AVAILABLE DATA:
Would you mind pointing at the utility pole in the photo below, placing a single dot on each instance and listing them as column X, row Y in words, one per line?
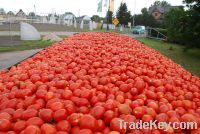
column 134, row 13
column 108, row 15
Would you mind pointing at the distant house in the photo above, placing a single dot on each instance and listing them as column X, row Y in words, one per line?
column 20, row 16
column 69, row 18
column 158, row 12
column 86, row 19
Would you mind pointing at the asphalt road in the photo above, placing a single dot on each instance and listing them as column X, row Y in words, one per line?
column 8, row 59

TASK GOAL:
Copy all the items above word for word, but leave out the picture.

WRITTEN REPLY:
Would you mind pointing at the utility pole in the photo below, placing a single dot on each instance and listing them as column X, row Y in words, one per line?
column 134, row 13
column 108, row 15
Would you mind pointing at the distant house in the photo above, placing a single dot on each instance and listing them as column X, row Y in words, one per line?
column 20, row 16
column 69, row 18
column 158, row 12
column 86, row 19
Would you mind pointing at the asphalt road in the photo above, placing a single dot on each instance and listing them as column X, row Y in words, one per line?
column 8, row 59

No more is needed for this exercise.